## Directions
**1.** In the article on the apple's wild ancestor, rewrite the stretch from "Saving the Apple’s" through "thousands of years.", changing "Tian Shan" to "Tien Shan".
**2.** According to the article on the apple's wild ancestor, what share of apples grown throughout the United States comes from only 15 types?
**3.** Continue the article on the apple's wild ancestor in Kazakhstan from its last sentence.

## Selected excerpt
....
Saving the Apple’s Ancient Ancestor in the Forests of Kazakhstan

Found in the Tian Shan mountains, Malus sieversii could hold the secret to making other species of the fruit more stress-resistant

Malus sieversii
Malus sieversii is a wild apple native to the mountains of southern Kazakhstan. Anna Yu/Alamy

The foothills of Kazakhstan’s Tian Shan mountains are something of a genetic wonderland. This vast mountain system forms the border between China and Central Asia, and between its higher spruce-covered slopes and its lower poplar trees are dense patches of woodlands, ones brimming with walnuts and wild fruits. These include apricots, cherry plums and pears, as well as Malus sieversii, a wild apple—the primary ancestor of the modern apple—that’s been growing in this region for thousands of years.

Thousands of apple varieties—crunchy, thick-skinned Fujis, which originated in Japan in the 1930s; aromatic Galas; and rare Pink Pearls—exist in the world today, many of them bred for their distinct flavor, color and texture. Turns out the bulk of these domesticated apples can be traced right back to Kazakhstan’s Malus sieversii. Despite the variety, however, only 15 types of apples account for 90 percent of apples grown throughout the United States. These specialty crops are especially susceptible to diseases like apple scab, a fungal ailment that attacks both a tree’s leaves and fruit with unsightly lesions, and outbreaks of highly infectious fire blight, which can kill entire trees outright.

“Wild apple populations have a far greater gene diversity than within any domesticated variety,” says Robert Spengler, author of Fruit From the Sands: The Silk Road Origins of the Foods We Eat, meaning the key to apple survival just may lie along the Tian Shan foothills.

“It’s a complicated history, but conservationists generally consider that what’s left of the wild apple is in the Tian Shan mountains,” he adds. Spengler is an archaeobotanist studying the ancient remains of plants. He’s spent years visiting Kazakhstan’s wild apple forests and archaeological sites along the Silk Road, “piecing together the breadcrumb trail,” he says, of how this network of Eurasian trade routes throughout Central Asia directly shaped the foods we eat today.

Blossoming apple trees in Kazakhstan
While the exact number of Malus sieversii is unknown, the bulk remaining in Kazakhstan grow freely and untamed. Maxim Pushkarev/Alamy

It’s commonly believed that apples originated in Central Asia, their seeds spread through the digestive systems of bears and other large mammals, including the horses of Silk Road traders (and possibly some megafauna that are now extinct, says Spengler). Eventually humans took up the cause, tossing apple cores along roadsides or planting seeds deliberately. As these traders continued to head west—from China to the Mediterranean through areas of Central Asia, Iran and Caucasia—apples did too, crossbreeding with other species in the Caucasus Mountains and Siberia, and finally reaching Europe, leading to an incredible amount of genetic diversity along the way.

That’s because apples happen to be extremely heterozygous, meaning that just one tree can produce an incredible variation in offspring, leaving no two apple trees the same. At some point (archaeological evidence suggests at least 5,000 years ago), humans figured out how to cultivate them: “Discovering that you cut off a branch of one tree, stick it onto the root stock of another tree,” says Spengler, “and then preserve that specific variety.” With this, the modern apple was born.
....
## Records from a collection
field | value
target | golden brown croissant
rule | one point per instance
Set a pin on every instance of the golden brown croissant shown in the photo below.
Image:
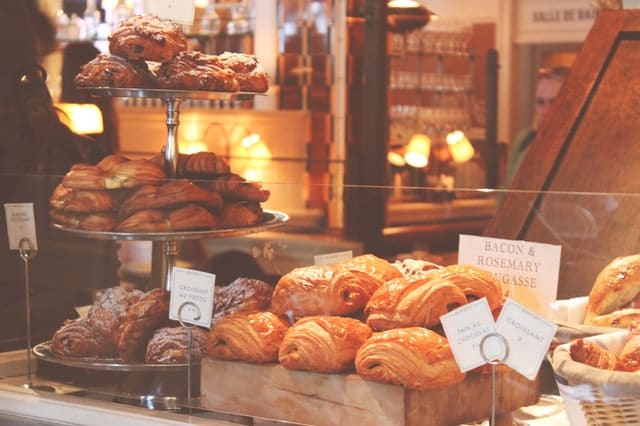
(614, 299)
(326, 344)
(193, 70)
(412, 303)
(319, 290)
(107, 70)
(415, 357)
(169, 195)
(475, 282)
(372, 270)
(236, 188)
(247, 336)
(590, 353)
(189, 217)
(629, 356)
(82, 201)
(147, 37)
(170, 345)
(250, 75)
(142, 318)
(76, 338)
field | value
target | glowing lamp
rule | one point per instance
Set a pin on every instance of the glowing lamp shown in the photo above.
(460, 147)
(85, 119)
(418, 150)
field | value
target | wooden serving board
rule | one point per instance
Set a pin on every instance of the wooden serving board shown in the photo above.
(273, 392)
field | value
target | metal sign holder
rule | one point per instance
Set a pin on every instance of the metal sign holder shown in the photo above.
(494, 362)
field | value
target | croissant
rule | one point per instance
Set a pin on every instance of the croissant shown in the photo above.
(135, 329)
(414, 357)
(325, 344)
(168, 195)
(615, 296)
(252, 337)
(412, 303)
(475, 282)
(590, 353)
(370, 269)
(629, 356)
(319, 290)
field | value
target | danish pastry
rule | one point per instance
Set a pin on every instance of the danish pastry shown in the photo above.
(193, 70)
(109, 308)
(319, 290)
(241, 295)
(614, 299)
(403, 302)
(76, 338)
(249, 73)
(169, 195)
(107, 70)
(415, 357)
(146, 37)
(142, 318)
(325, 344)
(247, 336)
(170, 345)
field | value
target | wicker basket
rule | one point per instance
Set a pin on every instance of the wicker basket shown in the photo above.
(593, 396)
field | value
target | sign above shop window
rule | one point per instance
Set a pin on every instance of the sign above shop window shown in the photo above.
(549, 21)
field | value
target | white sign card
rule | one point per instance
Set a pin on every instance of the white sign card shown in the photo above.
(529, 270)
(181, 11)
(465, 328)
(528, 336)
(191, 296)
(332, 258)
(21, 224)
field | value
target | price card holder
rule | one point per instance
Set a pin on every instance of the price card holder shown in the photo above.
(191, 303)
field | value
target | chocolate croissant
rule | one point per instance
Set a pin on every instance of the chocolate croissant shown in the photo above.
(415, 357)
(252, 337)
(325, 344)
(320, 290)
(403, 302)
(614, 299)
(590, 353)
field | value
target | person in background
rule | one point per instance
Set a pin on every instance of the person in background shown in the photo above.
(548, 84)
(36, 150)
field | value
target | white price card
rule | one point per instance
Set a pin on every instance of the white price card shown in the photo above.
(181, 11)
(332, 258)
(529, 270)
(21, 224)
(465, 328)
(528, 337)
(191, 296)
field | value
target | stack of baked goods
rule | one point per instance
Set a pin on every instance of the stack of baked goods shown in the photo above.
(363, 315)
(148, 52)
(614, 300)
(123, 195)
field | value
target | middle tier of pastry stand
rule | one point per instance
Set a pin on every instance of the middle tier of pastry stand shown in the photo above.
(164, 252)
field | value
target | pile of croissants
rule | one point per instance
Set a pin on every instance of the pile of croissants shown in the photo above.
(366, 314)
(123, 195)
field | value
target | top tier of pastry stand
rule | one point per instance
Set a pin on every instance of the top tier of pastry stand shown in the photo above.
(165, 243)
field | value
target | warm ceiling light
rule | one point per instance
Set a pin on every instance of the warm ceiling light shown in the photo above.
(418, 150)
(460, 147)
(84, 119)
(406, 15)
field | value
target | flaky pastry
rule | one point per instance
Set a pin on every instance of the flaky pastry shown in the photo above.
(252, 337)
(415, 357)
(326, 344)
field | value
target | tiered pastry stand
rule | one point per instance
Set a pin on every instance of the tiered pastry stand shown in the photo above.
(164, 243)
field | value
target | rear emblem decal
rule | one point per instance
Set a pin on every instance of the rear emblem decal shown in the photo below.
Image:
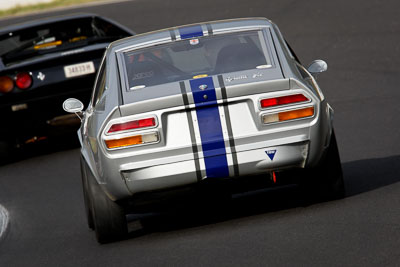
....
## Answers to each task
**1.**
Saving the Apple’s Ancient Ancestor in the Forests of Kazakhstan

Found in the Tien Shan mountains, Malus sieversii could hold the secret to making other species of the fruit more stress-resistant

Malus sieversii
Malus sieversii is a wild apple native to the mountains of southern Kazakhstan. Anna Yu/Alamy

The foothills of Kazakhstan’s Tien Shan mountains are something of a genetic wonderland. This vast mountain system forms the border between China and Central Asia, and between its higher spruce-covered slopes and its lower poplar trees are dense patches of woodlands, ones brimming with walnuts and wild fruits. These include apricots, cherry plums and pears, as well as Malus sieversii, a wild apple—the primary ancestor of the modern apple—that’s been growing in this region for thousands of years.

**2.** 90 percent

**3.**
It wasn’t until 1929 that Russian scientist Nikolai Vavilov first traced the apple genome back to Kazakhstan’s Tian Shan mountains. However, says Spengler, Central Asia’s entire mountain belt was likely flourishing with close relatives of Malus sieversii at one point. Together with his colleagues, Spengler—an affiliate of the Max Planck Institute of Geoanthropology in Jena, Germany—has found apple seeds in archaeological sites across Kyrgyzstan, Uzbekistan and Turkmenistan, supporting not only the working theory that these wild apple forests covered much of this region in the past, but also the idea that the ancestors to the modern apple actually originated in these more southern peripheries, where the higher temperatures were more in tune with their growing habits. Over thousands of years, they made their way north into Kazakhstan, adapting to the area’s long, cold winters. It’s these patches of fairly dense woodland that remain, mixings of wild apples alongside feral varieties and interspersed with walnut trees and fruits like pears and apricots. While the exact number of Malus sieversii is unknown, the bulk remaining in Kazakhstan grow freely and untamed, though threatened by encroaching development.

“A good way to think about it is that Malus sieversii is the closest thing left today to what the wild apple would have been,” says Spengler.

The land of apples

Situated at the base of the Tian Shan mountains, Almaty is Kazakhstan’s largest city and the country’s former capital: a sprawling center of museums, cafes and Soviet modernist architecture. Its former name, Alma-Ata, translates to “father of the apples,” and this “apple city” moniker is one Almaty still holds tightly to today. Apples can be found everywhere, with vendors selling them out of buckets at the city’s train station and along the roadside. A granite apple statue, known as the Fountain of Desires, overlooks Almaty from atop the city’s 3,608-foot-high Kok Tobe Park.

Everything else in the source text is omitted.